## Task
Rewrite the material below with "rock" swapped for "stone", leaving everything else unchanged.

## Dataset extract
# # # #

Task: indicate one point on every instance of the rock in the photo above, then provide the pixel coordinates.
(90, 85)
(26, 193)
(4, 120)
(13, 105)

# # # #

## Answer to the task
Task: indicate one point on every instance of the stone in the photo above, then provide the pixel coordinates.
(90, 85)
(26, 193)
(4, 120)
(13, 105)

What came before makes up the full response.